#### Given request
Find each line in the rows that contains the string "teeth", and copy those lines out.

(Rows from a data source)
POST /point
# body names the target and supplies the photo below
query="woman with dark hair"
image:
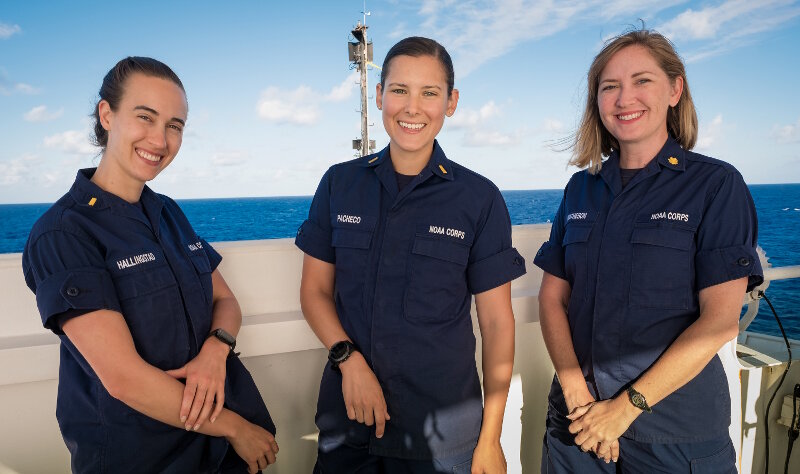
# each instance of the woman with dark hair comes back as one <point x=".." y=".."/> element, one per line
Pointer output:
<point x="148" y="379"/>
<point x="649" y="256"/>
<point x="396" y="243"/>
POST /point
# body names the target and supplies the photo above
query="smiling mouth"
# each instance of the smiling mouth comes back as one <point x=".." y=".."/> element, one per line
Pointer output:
<point x="412" y="126"/>
<point x="148" y="156"/>
<point x="630" y="116"/>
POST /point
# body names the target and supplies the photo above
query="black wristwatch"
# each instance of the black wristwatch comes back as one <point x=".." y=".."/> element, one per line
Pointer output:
<point x="340" y="352"/>
<point x="638" y="400"/>
<point x="225" y="337"/>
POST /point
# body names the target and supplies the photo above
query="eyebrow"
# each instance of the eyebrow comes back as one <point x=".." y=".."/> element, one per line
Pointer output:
<point x="155" y="112"/>
<point x="400" y="84"/>
<point x="636" y="74"/>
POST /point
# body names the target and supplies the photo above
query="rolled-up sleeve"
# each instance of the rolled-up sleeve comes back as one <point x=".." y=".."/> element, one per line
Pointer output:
<point x="214" y="258"/>
<point x="550" y="256"/>
<point x="493" y="261"/>
<point x="67" y="274"/>
<point x="727" y="237"/>
<point x="314" y="235"/>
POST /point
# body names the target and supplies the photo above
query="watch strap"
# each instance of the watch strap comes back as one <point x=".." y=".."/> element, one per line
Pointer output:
<point x="638" y="400"/>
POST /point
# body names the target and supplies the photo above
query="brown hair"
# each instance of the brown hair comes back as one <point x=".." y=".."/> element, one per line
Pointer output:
<point x="416" y="46"/>
<point x="113" y="87"/>
<point x="592" y="141"/>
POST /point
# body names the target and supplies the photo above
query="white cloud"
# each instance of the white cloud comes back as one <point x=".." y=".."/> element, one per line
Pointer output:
<point x="476" y="31"/>
<point x="15" y="170"/>
<point x="299" y="106"/>
<point x="8" y="87"/>
<point x="232" y="158"/>
<point x="41" y="114"/>
<point x="552" y="125"/>
<point x="787" y="133"/>
<point x="7" y="31"/>
<point x="71" y="141"/>
<point x="493" y="138"/>
<point x="344" y="90"/>
<point x="731" y="24"/>
<point x="468" y="118"/>
<point x="709" y="134"/>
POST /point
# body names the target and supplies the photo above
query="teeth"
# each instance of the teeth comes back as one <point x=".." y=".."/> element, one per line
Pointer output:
<point x="630" y="116"/>
<point x="148" y="156"/>
<point x="412" y="126"/>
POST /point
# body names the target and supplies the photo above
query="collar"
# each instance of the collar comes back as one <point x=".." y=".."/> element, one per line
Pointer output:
<point x="88" y="194"/>
<point x="671" y="156"/>
<point x="438" y="163"/>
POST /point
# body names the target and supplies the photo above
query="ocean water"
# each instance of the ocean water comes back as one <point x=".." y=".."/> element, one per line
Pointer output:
<point x="216" y="220"/>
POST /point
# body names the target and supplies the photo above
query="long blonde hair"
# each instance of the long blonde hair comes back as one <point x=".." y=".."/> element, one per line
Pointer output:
<point x="592" y="141"/>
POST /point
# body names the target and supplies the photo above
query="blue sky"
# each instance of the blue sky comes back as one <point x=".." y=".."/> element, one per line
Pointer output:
<point x="273" y="101"/>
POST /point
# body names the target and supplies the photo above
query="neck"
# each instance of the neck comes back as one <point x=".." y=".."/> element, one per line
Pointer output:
<point x="637" y="155"/>
<point x="409" y="163"/>
<point x="115" y="183"/>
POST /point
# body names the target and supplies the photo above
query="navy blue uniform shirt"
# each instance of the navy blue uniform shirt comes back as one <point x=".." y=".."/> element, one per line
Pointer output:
<point x="406" y="265"/>
<point x="92" y="250"/>
<point x="636" y="259"/>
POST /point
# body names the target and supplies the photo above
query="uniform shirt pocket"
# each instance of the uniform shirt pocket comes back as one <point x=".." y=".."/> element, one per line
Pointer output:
<point x="661" y="270"/>
<point x="152" y="306"/>
<point x="576" y="257"/>
<point x="202" y="265"/>
<point x="437" y="281"/>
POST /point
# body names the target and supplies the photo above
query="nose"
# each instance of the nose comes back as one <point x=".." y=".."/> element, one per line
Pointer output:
<point x="412" y="105"/>
<point x="158" y="137"/>
<point x="625" y="96"/>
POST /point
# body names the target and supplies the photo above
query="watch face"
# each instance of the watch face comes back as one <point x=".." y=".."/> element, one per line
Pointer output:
<point x="224" y="336"/>
<point x="339" y="350"/>
<point x="638" y="399"/>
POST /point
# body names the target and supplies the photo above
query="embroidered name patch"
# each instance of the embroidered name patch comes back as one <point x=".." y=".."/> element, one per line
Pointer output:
<point x="348" y="219"/>
<point x="672" y="216"/>
<point x="458" y="234"/>
<point x="135" y="260"/>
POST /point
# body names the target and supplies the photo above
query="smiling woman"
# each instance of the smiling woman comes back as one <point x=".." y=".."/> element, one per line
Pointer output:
<point x="408" y="236"/>
<point x="649" y="255"/>
<point x="146" y="321"/>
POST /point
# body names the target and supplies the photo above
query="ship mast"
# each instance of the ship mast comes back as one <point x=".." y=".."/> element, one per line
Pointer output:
<point x="360" y="53"/>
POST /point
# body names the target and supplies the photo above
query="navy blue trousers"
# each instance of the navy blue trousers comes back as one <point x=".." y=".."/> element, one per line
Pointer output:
<point x="560" y="455"/>
<point x="357" y="460"/>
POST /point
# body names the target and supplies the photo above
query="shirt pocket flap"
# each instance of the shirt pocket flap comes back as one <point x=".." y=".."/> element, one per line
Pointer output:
<point x="441" y="249"/>
<point x="144" y="282"/>
<point x="674" y="238"/>
<point x="576" y="233"/>
<point x="351" y="238"/>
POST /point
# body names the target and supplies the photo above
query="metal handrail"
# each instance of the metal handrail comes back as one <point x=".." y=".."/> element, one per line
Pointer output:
<point x="752" y="299"/>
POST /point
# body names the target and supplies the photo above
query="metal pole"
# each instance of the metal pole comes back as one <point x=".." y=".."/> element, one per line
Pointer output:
<point x="362" y="65"/>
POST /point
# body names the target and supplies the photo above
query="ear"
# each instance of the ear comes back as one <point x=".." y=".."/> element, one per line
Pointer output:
<point x="452" y="103"/>
<point x="105" y="113"/>
<point x="677" y="90"/>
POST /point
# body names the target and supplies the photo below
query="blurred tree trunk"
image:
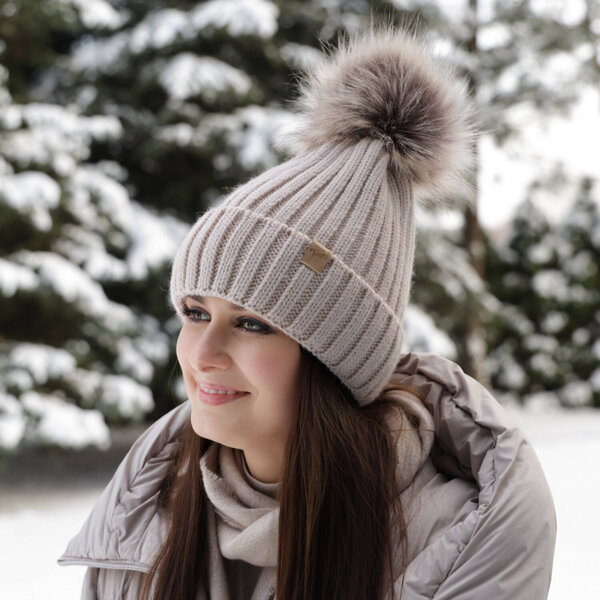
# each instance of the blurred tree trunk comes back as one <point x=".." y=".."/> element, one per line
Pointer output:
<point x="474" y="343"/>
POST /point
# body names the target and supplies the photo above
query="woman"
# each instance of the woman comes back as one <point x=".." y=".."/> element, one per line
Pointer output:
<point x="339" y="466"/>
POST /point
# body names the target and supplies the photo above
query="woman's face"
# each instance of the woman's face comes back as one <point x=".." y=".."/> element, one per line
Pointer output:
<point x="238" y="349"/>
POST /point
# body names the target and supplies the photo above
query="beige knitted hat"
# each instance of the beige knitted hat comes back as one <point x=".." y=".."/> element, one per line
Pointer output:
<point x="322" y="245"/>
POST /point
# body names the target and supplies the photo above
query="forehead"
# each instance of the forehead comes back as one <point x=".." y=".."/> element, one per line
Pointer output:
<point x="203" y="300"/>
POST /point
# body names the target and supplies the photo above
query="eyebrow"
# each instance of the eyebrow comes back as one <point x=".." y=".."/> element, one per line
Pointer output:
<point x="202" y="300"/>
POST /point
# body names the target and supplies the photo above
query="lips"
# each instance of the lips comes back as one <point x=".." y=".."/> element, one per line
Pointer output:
<point x="216" y="386"/>
<point x="215" y="399"/>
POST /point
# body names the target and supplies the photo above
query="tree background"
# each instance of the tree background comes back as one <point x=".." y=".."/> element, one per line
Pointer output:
<point x="121" y="121"/>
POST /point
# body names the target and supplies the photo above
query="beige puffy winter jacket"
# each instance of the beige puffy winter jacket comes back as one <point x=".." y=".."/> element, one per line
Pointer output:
<point x="485" y="527"/>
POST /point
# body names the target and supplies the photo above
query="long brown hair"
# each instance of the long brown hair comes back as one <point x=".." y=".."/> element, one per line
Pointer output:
<point x="339" y="501"/>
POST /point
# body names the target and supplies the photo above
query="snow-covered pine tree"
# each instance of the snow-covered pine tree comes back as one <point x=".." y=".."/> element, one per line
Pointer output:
<point x="74" y="348"/>
<point x="547" y="278"/>
<point x="580" y="266"/>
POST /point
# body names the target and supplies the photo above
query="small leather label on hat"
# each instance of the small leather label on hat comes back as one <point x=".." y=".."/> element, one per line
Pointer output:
<point x="316" y="257"/>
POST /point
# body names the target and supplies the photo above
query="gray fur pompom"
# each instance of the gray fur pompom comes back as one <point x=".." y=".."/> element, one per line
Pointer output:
<point x="384" y="83"/>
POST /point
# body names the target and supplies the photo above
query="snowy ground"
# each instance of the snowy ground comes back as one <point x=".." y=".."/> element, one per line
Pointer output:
<point x="35" y="525"/>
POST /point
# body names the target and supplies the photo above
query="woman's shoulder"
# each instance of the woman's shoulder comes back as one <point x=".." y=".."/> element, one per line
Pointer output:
<point x="485" y="512"/>
<point x="124" y="528"/>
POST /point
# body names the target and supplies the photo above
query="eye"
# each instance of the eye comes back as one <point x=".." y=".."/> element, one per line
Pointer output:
<point x="256" y="326"/>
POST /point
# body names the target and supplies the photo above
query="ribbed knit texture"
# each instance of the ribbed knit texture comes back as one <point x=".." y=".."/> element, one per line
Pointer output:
<point x="248" y="250"/>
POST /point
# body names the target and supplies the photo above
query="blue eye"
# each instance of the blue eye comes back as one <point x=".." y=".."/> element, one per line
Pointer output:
<point x="258" y="327"/>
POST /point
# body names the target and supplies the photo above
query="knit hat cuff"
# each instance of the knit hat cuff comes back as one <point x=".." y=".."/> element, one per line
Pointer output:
<point x="233" y="248"/>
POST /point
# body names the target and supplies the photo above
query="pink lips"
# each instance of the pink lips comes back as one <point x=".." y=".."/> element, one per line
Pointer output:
<point x="215" y="399"/>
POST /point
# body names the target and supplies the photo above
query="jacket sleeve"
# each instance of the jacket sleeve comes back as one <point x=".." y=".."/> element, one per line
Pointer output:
<point x="110" y="584"/>
<point x="510" y="553"/>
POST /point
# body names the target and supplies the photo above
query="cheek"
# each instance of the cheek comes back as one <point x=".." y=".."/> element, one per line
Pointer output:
<point x="275" y="368"/>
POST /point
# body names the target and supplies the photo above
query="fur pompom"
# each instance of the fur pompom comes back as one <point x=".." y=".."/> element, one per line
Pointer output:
<point x="384" y="83"/>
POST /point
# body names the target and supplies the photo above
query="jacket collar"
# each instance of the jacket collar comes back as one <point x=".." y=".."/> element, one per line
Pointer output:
<point x="124" y="529"/>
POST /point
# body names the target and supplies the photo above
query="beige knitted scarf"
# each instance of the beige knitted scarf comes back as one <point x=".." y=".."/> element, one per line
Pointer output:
<point x="243" y="521"/>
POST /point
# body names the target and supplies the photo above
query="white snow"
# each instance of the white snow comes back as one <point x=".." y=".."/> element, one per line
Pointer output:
<point x="125" y="397"/>
<point x="154" y="240"/>
<point x="188" y="75"/>
<point x="33" y="194"/>
<point x="64" y="424"/>
<point x="238" y="17"/>
<point x="12" y="421"/>
<point x="96" y="13"/>
<point x="422" y="335"/>
<point x="41" y="361"/>
<point x="564" y="441"/>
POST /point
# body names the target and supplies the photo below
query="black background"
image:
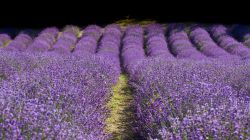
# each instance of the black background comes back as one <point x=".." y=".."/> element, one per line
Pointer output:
<point x="41" y="14"/>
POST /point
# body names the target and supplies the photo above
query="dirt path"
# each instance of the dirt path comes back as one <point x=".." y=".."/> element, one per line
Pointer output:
<point x="119" y="124"/>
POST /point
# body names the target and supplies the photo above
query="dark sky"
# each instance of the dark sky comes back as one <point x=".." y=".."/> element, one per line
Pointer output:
<point x="39" y="14"/>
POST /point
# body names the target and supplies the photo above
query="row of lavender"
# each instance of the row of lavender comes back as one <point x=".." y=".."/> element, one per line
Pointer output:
<point x="164" y="87"/>
<point x="52" y="96"/>
<point x="187" y="99"/>
<point x="196" y="44"/>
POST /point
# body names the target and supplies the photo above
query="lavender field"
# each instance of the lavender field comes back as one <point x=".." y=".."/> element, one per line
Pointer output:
<point x="136" y="81"/>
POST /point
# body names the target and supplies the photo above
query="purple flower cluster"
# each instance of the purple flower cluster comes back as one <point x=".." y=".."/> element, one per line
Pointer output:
<point x="89" y="40"/>
<point x="247" y="39"/>
<point x="201" y="38"/>
<point x="19" y="62"/>
<point x="132" y="47"/>
<point x="218" y="30"/>
<point x="66" y="40"/>
<point x="20" y="43"/>
<point x="4" y="40"/>
<point x="58" y="101"/>
<point x="156" y="45"/>
<point x="177" y="100"/>
<point x="44" y="41"/>
<point x="230" y="44"/>
<point x="110" y="43"/>
<point x="181" y="46"/>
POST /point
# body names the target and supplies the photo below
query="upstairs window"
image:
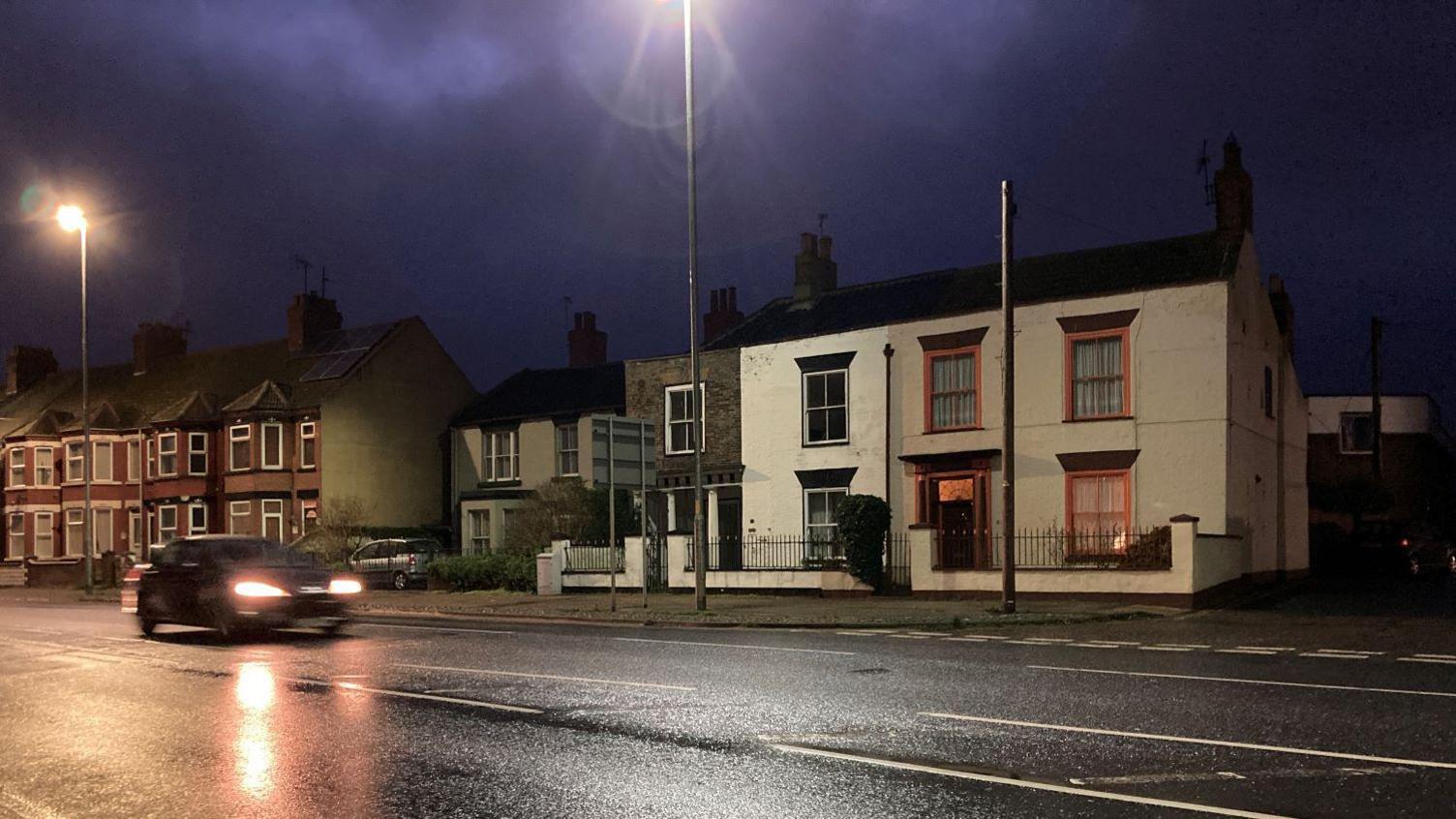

#### Written response
query="teeth"
# each instance of the teeth comes back as one <point x=".." y=".."/> element, one per line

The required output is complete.